Goal of the exercise.
Copy each line of the entries beneath that contains the word "wall".

[Point-per-instance localization data]
::::::

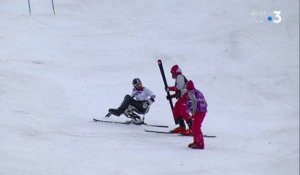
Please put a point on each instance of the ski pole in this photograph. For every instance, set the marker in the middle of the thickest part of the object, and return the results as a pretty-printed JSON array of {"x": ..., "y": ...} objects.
[
  {"x": 161, "y": 68},
  {"x": 29, "y": 8},
  {"x": 53, "y": 7}
]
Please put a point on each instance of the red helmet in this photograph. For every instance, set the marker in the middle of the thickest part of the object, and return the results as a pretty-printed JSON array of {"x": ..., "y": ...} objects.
[
  {"x": 175, "y": 70},
  {"x": 190, "y": 85}
]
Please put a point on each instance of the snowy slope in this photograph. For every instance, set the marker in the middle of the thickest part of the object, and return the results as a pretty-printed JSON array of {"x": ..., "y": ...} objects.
[{"x": 59, "y": 71}]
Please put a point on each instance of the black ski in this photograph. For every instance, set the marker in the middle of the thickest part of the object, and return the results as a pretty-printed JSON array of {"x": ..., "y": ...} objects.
[
  {"x": 160, "y": 126},
  {"x": 129, "y": 122},
  {"x": 168, "y": 132},
  {"x": 162, "y": 72}
]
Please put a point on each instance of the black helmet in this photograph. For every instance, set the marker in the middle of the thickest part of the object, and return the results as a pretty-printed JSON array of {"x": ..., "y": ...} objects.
[{"x": 136, "y": 81}]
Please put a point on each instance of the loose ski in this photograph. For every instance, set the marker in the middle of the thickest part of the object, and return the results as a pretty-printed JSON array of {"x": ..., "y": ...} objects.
[
  {"x": 168, "y": 132},
  {"x": 129, "y": 122}
]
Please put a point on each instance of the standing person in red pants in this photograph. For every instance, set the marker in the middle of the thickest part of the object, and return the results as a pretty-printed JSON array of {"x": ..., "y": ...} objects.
[
  {"x": 198, "y": 109},
  {"x": 179, "y": 110}
]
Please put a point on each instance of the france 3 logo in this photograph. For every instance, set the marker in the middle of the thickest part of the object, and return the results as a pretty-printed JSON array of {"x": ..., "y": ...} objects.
[{"x": 263, "y": 17}]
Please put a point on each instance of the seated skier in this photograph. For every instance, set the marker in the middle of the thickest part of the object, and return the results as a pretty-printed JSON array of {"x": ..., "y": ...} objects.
[{"x": 139, "y": 101}]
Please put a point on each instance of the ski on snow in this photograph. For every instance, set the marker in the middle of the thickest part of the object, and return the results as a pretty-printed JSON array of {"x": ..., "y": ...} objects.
[
  {"x": 128, "y": 123},
  {"x": 168, "y": 132}
]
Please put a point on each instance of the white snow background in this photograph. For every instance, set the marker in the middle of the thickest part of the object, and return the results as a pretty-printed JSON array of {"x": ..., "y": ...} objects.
[{"x": 58, "y": 72}]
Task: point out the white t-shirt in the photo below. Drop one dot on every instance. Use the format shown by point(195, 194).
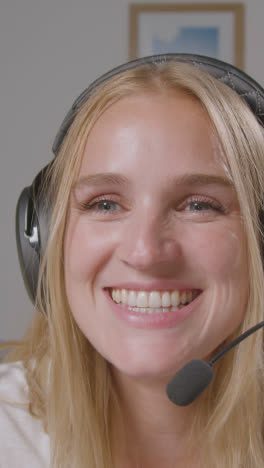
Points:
point(23, 441)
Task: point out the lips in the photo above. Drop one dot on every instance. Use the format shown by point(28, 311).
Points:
point(152, 317)
point(153, 299)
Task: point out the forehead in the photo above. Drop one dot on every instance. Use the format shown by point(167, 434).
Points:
point(153, 130)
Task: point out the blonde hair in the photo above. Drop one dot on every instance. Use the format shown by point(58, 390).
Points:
point(69, 382)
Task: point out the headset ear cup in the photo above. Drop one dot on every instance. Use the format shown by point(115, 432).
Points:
point(29, 256)
point(32, 229)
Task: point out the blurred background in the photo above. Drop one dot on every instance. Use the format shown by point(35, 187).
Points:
point(49, 52)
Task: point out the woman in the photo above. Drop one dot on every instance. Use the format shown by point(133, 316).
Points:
point(154, 258)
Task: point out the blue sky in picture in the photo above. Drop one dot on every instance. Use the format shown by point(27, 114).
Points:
point(189, 40)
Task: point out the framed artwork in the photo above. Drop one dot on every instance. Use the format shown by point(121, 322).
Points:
point(214, 30)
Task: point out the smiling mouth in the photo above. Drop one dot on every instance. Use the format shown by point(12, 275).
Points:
point(153, 301)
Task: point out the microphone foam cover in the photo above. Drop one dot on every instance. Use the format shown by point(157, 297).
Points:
point(190, 382)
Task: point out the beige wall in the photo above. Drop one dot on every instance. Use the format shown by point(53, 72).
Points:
point(49, 52)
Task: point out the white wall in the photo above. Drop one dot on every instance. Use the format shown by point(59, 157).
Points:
point(50, 50)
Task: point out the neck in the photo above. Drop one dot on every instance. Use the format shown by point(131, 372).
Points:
point(157, 432)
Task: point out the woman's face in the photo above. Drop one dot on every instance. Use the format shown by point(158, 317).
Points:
point(155, 255)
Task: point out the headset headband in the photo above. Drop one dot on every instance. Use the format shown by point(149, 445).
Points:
point(33, 220)
point(239, 81)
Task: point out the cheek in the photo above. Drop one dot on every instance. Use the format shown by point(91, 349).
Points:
point(86, 248)
point(220, 253)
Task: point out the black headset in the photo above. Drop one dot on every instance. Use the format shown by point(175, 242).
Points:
point(32, 217)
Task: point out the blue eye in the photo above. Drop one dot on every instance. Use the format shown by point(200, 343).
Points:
point(201, 206)
point(105, 205)
point(101, 206)
point(198, 206)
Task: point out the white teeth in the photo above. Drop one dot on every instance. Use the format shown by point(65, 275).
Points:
point(175, 298)
point(142, 299)
point(132, 298)
point(124, 296)
point(183, 298)
point(153, 300)
point(166, 299)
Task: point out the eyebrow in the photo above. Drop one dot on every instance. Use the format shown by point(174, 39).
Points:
point(184, 179)
point(100, 179)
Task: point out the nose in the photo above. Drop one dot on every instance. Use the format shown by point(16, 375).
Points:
point(150, 244)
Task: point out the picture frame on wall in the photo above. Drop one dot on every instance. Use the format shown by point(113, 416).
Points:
point(215, 30)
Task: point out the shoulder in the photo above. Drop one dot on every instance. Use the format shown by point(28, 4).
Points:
point(23, 441)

::::::

Finished exercise.
Task: point out the beige wall in the photo above. Drop one dot on every instance. Use the format shown by point(53, 72).
Task: point out the white wall in the photo above. Drop one dot on every instance. Use the format shown by point(59, 157).
Task: point out the picture frame on wall in the photo above. Drop one dot on every instance. Use the format shown by point(113, 416).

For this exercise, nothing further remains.